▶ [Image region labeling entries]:
* * * * *
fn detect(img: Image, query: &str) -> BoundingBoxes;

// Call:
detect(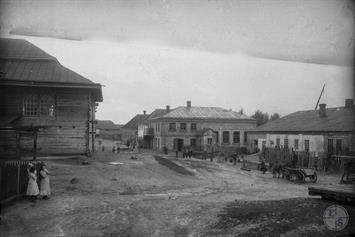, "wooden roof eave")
[0,79,103,102]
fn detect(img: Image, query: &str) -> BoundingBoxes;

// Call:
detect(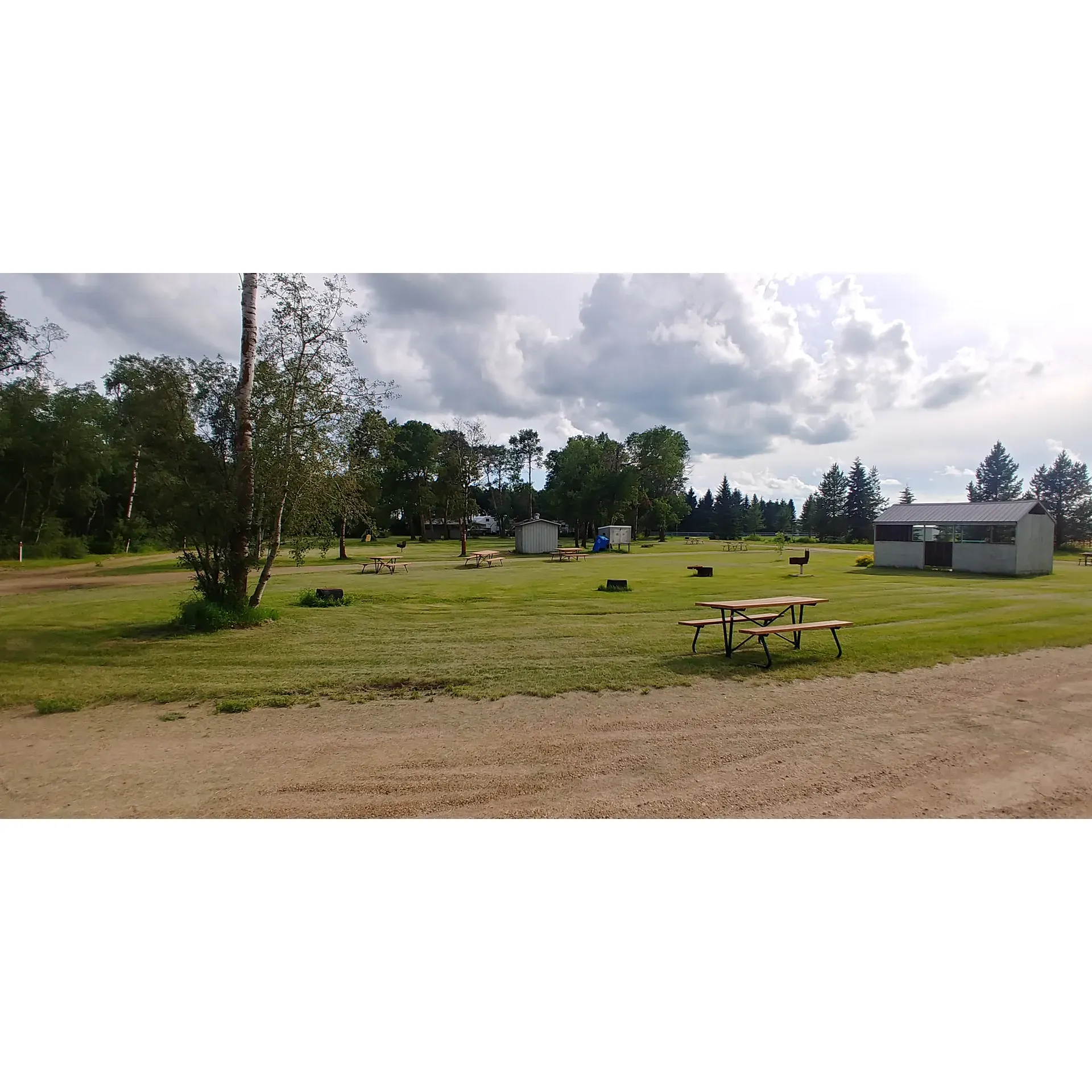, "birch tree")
[227,273,258,604]
[249,273,390,607]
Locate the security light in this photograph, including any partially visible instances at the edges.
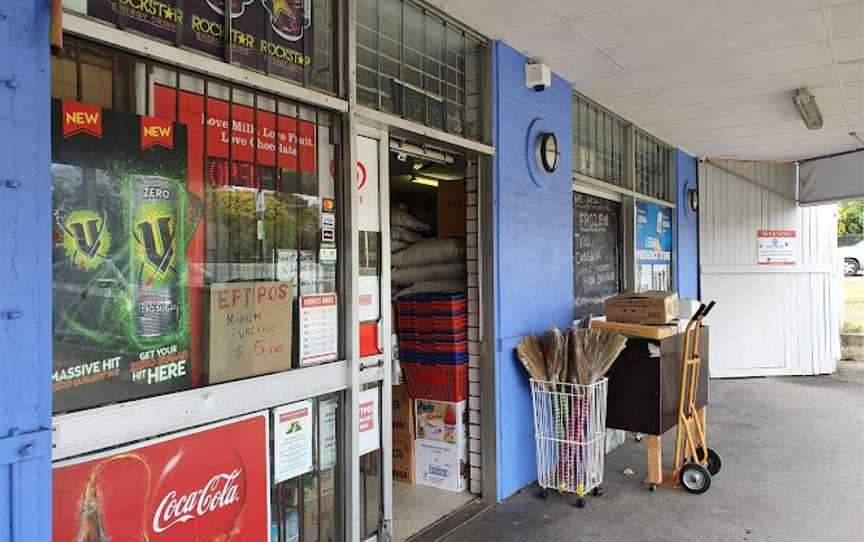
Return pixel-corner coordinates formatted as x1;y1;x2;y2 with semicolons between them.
792;87;823;130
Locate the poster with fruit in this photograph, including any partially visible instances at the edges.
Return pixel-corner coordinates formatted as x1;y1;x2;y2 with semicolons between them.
51;100;201;412
52;413;270;542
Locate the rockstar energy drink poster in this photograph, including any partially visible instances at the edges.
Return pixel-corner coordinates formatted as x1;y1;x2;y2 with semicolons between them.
52;100;200;412
87;0;314;82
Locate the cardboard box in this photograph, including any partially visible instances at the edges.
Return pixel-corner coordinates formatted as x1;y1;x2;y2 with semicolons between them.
414;440;470;493
414;399;468;445
393;433;415;485
606;290;678;325
393;384;414;440
438;181;467;237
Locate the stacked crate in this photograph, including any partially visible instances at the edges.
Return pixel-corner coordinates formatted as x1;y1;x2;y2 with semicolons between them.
394;294;469;492
398;294;468;402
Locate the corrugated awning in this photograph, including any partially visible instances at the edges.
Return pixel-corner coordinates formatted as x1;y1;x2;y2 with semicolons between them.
798;150;864;205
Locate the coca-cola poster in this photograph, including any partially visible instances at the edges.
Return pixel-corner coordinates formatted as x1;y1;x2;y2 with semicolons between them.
52;413;270;542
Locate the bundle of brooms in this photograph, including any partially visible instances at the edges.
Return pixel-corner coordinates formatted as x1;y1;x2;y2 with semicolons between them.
516;326;627;497
516;326;627;388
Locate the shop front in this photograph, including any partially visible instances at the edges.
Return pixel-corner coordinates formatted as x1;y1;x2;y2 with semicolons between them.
51;9;348;541
44;0;494;542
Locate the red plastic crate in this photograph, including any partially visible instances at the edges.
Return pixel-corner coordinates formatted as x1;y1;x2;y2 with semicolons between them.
402;361;468;402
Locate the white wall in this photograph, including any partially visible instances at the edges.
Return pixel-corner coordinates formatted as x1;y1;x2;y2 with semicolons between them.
699;160;842;378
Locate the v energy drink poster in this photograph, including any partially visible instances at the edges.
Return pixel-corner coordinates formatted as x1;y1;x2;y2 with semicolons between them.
52;100;200;412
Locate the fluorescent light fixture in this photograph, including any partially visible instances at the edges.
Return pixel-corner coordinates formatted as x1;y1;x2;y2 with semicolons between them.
792;87;823;130
411;175;438;188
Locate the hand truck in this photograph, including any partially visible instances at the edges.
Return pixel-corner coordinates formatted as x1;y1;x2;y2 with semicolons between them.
663;301;721;495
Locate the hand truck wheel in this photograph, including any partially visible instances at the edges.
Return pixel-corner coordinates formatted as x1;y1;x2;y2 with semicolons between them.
696;448;723;476
678;463;711;495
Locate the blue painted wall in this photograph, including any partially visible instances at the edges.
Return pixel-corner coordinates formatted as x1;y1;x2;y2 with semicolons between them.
493;42;573;499
675;149;699;299
0;0;51;542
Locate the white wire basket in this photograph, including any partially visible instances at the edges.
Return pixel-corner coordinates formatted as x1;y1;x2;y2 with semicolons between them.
531;378;608;502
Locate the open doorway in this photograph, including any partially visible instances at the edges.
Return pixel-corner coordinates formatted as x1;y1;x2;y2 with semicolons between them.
389;143;479;542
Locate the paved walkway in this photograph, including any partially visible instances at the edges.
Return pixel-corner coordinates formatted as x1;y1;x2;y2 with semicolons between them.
444;363;864;542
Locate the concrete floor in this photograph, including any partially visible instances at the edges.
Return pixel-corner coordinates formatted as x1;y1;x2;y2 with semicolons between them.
393;482;477;542
443;363;864;542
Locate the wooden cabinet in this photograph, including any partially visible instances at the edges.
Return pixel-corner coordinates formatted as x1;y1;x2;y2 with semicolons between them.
606;326;710;435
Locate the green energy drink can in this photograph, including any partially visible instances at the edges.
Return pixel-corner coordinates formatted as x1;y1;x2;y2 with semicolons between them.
129;175;180;338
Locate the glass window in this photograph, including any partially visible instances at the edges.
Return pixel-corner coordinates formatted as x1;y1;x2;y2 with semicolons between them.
270;395;342;542
52;39;340;412
636;129;674;203
573;95;627;186
357;0;485;139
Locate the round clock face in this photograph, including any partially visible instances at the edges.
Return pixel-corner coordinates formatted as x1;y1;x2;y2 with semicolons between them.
537;132;561;173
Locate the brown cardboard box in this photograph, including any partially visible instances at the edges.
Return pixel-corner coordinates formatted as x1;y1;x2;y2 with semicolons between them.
393;432;415;485
393;384;414;440
438;181;466;237
606;290;678;325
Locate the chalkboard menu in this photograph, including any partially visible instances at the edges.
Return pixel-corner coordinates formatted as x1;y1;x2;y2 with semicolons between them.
573;192;621;319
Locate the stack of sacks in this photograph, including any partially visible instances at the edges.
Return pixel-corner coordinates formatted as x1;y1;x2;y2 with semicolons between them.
390;204;432;252
390;237;468;297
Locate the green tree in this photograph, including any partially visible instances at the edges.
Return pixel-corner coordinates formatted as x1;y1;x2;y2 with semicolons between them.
837;200;864;237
* * * * *
▶ [AIM OF THE EXERCISE]:
Rewrite the stretch from the line containing "Locate the green energy" through the line containing "129;175;180;338", changing "drink can" to "soda can" and keeping everything else the same.

▶ [SOLUTION TO THE EXERCISE]:
Locate the green energy soda can in this photograph, including any partially visible instances at the edges.
Return pixel-corner coordinates formatted as x1;y1;x2;y2 with semicolons between them.
129;175;180;338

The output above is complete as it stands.